_Your task_
Starting at the line that contains "base and put a dot on each instance?", return each line exactly as written until the listing below ends, and return no other line.

┌─ Data for review

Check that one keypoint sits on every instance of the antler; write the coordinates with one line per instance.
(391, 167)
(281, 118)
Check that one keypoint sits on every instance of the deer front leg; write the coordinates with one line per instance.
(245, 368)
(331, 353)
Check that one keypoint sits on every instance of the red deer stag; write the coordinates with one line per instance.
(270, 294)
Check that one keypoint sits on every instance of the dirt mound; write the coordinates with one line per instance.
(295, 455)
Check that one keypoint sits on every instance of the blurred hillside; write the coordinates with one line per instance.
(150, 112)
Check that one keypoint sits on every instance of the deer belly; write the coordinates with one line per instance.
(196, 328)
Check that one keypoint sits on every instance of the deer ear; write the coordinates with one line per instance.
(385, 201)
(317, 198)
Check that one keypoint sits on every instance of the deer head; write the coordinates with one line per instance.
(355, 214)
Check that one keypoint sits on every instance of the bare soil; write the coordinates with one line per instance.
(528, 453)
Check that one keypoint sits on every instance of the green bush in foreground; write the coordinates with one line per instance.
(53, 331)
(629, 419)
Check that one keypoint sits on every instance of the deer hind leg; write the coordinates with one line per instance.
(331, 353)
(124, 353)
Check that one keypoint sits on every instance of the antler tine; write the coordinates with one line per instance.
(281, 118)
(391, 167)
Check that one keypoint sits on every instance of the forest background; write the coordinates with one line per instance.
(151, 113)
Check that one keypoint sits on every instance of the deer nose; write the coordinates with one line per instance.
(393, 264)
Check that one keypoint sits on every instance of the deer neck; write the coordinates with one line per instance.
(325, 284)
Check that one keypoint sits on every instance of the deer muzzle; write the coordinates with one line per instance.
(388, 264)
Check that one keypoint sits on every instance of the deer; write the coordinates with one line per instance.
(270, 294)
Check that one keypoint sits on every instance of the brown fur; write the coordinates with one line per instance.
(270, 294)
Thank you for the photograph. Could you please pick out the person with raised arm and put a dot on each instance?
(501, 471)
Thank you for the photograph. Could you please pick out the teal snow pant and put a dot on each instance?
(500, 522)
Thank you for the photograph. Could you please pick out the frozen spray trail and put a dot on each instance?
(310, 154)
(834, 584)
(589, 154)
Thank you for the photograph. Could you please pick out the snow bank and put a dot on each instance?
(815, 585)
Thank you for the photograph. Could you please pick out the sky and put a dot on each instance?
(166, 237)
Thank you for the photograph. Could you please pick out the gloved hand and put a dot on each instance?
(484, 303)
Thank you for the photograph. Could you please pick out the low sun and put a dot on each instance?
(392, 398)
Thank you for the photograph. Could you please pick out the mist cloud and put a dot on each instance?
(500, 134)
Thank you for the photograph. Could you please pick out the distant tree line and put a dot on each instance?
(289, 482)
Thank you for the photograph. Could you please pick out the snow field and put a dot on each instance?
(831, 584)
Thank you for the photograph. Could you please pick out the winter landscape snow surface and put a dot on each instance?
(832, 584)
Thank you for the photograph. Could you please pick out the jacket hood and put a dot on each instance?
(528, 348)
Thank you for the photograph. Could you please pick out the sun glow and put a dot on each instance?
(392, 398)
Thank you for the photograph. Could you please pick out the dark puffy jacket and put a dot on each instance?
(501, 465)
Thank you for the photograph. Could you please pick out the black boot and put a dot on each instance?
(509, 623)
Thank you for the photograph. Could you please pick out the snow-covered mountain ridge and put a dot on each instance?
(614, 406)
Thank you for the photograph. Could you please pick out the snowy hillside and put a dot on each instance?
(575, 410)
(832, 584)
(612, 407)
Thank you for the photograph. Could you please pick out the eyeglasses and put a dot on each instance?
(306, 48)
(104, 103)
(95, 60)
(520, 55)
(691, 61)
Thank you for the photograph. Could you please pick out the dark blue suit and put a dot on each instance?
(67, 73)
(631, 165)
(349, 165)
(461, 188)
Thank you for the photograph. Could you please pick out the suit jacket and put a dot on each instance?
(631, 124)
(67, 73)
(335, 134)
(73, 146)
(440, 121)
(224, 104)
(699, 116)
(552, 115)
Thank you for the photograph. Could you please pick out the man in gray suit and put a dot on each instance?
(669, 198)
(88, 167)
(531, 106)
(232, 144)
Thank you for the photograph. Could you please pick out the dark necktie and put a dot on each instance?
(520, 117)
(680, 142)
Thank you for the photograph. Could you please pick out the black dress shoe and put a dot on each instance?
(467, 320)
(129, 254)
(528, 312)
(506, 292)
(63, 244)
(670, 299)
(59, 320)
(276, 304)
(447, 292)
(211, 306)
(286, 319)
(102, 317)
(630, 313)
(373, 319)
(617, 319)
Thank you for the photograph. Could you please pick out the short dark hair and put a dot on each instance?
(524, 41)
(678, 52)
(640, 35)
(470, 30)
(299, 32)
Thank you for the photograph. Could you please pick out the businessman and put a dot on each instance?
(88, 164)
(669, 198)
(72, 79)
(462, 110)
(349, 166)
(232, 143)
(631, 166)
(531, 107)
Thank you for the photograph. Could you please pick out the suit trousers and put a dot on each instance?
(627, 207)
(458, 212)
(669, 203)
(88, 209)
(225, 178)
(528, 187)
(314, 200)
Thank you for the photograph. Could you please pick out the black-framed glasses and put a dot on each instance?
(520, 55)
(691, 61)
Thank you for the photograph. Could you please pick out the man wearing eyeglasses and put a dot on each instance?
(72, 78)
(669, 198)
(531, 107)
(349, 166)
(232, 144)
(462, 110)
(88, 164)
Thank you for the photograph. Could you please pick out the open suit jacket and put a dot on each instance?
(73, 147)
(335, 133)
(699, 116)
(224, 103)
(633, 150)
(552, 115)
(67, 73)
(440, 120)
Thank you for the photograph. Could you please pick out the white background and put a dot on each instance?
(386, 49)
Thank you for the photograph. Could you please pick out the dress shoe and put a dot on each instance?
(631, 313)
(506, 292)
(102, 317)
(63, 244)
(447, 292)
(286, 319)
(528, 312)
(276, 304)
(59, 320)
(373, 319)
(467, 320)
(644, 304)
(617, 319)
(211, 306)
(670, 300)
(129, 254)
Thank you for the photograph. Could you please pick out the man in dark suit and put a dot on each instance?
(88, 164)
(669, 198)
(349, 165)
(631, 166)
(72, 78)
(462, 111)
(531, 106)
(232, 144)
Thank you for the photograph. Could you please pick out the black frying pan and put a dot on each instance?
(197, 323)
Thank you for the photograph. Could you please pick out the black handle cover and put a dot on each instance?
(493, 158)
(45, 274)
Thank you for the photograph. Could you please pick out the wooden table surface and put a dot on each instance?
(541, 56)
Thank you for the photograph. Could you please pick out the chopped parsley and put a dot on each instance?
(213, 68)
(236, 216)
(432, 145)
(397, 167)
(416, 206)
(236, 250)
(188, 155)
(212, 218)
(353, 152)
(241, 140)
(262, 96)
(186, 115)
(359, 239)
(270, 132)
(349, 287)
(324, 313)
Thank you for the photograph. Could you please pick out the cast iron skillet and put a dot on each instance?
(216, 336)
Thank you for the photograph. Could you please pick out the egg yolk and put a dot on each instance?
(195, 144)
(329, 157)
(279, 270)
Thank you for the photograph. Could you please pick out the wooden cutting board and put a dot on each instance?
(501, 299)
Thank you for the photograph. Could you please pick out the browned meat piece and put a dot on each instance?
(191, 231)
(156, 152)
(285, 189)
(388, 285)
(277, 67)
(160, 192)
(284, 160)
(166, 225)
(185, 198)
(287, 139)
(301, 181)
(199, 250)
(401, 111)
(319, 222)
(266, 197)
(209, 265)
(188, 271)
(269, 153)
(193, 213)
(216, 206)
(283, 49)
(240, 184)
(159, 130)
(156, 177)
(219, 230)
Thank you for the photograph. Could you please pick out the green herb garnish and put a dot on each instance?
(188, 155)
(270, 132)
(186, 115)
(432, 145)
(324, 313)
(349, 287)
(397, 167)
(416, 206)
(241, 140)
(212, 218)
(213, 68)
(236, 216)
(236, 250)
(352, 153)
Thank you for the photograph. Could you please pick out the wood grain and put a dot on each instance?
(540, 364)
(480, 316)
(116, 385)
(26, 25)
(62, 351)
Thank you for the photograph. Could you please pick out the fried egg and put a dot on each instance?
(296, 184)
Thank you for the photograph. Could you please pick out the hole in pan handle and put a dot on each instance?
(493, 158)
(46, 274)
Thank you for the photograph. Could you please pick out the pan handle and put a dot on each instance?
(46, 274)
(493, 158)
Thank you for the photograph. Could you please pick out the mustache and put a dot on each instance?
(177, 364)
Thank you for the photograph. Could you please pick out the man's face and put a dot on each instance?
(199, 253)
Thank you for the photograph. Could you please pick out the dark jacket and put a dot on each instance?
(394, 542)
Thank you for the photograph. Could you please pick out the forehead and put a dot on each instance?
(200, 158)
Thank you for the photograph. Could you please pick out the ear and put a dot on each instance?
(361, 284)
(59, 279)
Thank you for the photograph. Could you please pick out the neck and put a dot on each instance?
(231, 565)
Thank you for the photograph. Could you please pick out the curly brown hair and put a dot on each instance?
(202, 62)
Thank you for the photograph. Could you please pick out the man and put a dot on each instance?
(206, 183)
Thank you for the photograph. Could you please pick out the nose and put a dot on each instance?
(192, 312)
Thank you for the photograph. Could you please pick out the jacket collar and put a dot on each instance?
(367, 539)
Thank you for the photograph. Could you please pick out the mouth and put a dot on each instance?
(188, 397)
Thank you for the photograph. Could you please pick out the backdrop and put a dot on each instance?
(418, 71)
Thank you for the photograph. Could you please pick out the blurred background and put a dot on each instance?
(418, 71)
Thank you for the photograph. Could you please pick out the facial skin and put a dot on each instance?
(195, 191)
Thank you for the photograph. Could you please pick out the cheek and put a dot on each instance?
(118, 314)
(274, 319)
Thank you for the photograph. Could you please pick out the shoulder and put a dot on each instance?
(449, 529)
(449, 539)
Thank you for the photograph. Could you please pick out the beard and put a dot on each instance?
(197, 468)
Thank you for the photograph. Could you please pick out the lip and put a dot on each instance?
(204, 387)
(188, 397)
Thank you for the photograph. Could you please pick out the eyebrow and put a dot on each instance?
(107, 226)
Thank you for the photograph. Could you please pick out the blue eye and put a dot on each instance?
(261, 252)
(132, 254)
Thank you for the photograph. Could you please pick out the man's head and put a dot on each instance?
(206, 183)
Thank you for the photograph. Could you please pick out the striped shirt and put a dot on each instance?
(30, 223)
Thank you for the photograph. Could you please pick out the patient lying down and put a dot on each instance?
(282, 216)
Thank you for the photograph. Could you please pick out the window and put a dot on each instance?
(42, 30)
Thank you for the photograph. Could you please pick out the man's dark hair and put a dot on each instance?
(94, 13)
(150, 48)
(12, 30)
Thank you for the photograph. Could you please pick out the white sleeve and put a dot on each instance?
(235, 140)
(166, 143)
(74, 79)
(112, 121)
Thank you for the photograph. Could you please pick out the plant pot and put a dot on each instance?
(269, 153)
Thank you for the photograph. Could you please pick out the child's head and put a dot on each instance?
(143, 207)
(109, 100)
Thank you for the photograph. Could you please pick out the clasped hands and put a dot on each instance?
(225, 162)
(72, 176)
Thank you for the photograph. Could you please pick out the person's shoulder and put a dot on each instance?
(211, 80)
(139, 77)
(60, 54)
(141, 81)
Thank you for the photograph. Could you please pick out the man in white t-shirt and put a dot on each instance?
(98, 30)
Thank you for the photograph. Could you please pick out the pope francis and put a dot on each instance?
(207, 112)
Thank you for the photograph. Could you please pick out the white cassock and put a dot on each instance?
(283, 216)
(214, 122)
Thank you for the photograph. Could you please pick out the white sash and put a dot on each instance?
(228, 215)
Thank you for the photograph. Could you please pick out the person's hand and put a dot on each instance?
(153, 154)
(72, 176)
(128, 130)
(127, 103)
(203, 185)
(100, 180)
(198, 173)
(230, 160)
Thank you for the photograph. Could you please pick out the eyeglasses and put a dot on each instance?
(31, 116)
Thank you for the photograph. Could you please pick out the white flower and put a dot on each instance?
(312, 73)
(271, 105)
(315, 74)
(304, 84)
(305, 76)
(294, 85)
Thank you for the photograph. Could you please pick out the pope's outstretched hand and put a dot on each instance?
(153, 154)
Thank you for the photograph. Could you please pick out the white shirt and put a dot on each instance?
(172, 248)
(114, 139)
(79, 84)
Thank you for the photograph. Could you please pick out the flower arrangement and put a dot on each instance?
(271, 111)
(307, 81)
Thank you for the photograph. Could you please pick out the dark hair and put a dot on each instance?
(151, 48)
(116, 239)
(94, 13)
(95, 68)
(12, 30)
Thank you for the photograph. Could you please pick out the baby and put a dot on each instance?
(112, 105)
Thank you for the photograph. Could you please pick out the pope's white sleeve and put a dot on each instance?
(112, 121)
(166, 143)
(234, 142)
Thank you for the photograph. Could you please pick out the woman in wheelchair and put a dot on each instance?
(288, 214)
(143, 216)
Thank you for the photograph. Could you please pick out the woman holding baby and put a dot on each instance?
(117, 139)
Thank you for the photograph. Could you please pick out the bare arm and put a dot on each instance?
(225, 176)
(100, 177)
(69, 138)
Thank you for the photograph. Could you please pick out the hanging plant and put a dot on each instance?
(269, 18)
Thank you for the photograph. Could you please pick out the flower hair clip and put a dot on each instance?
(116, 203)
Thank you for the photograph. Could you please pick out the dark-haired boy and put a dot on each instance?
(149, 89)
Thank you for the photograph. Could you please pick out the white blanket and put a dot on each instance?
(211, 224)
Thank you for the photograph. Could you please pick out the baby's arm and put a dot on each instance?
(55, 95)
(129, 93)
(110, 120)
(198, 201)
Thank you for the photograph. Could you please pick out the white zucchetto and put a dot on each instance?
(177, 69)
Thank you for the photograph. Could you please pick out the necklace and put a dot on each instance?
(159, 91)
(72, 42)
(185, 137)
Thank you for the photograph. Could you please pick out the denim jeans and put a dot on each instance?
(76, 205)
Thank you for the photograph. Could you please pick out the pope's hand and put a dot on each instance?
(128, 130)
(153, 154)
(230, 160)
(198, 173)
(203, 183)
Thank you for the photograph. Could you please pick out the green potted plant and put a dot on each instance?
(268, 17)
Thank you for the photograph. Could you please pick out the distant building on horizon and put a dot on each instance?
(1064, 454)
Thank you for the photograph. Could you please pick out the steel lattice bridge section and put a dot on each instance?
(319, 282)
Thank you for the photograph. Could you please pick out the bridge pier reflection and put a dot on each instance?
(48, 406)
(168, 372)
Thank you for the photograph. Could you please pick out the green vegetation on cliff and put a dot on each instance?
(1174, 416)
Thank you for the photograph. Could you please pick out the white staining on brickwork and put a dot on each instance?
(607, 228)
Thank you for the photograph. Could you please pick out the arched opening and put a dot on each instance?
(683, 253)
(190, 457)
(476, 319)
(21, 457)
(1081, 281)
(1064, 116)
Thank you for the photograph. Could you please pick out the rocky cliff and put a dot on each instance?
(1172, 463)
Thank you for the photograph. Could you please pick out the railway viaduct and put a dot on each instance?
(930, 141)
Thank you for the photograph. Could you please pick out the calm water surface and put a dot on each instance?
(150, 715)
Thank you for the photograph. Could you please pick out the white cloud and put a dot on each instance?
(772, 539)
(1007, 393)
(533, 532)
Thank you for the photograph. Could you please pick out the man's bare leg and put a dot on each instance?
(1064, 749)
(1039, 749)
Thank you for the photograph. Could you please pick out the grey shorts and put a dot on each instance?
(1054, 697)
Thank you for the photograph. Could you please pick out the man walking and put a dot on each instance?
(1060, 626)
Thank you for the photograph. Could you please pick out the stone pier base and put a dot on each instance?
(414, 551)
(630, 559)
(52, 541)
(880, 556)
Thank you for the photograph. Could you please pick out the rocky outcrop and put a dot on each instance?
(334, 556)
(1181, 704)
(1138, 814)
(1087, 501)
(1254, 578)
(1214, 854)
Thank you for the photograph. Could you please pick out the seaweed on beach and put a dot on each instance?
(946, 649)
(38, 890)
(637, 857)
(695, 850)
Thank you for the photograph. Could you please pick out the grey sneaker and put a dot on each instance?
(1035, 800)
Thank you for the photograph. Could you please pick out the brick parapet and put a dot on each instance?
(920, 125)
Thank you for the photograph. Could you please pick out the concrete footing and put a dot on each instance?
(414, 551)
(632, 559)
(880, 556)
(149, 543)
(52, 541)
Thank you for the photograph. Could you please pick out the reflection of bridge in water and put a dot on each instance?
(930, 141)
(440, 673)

└─

_Problem solution_
Thank you for the photograph. Could you please pick out the stone pier base and put a dot on each instance?
(414, 551)
(630, 559)
(52, 541)
(880, 556)
Thank you for the photograph. Could you please pick out the rocky outcrop and put a dot on each instance?
(334, 556)
(1181, 704)
(1138, 814)
(1087, 501)
(1254, 578)
(1214, 854)
Thank you for the photograph. Could you please pick out the seaweed on beach and put a dot on each instance?
(946, 649)
(38, 890)
(637, 857)
(695, 850)
Thank you for the photograph. Could you please pick out the grey sneaker and put a dot on each instance?
(1035, 800)
Thank you for the photograph. Could you please pick out the brick parapet and put a dot on each instance?
(920, 125)
Thank you for the photograph. Could you please pick out the concrete footing and put a dot on each instance?
(414, 551)
(632, 559)
(880, 556)
(149, 543)
(52, 541)
Thank you for the photograph. Could you please pick out the reflection of bridge in water and put a dot on each instance?
(930, 141)
(440, 673)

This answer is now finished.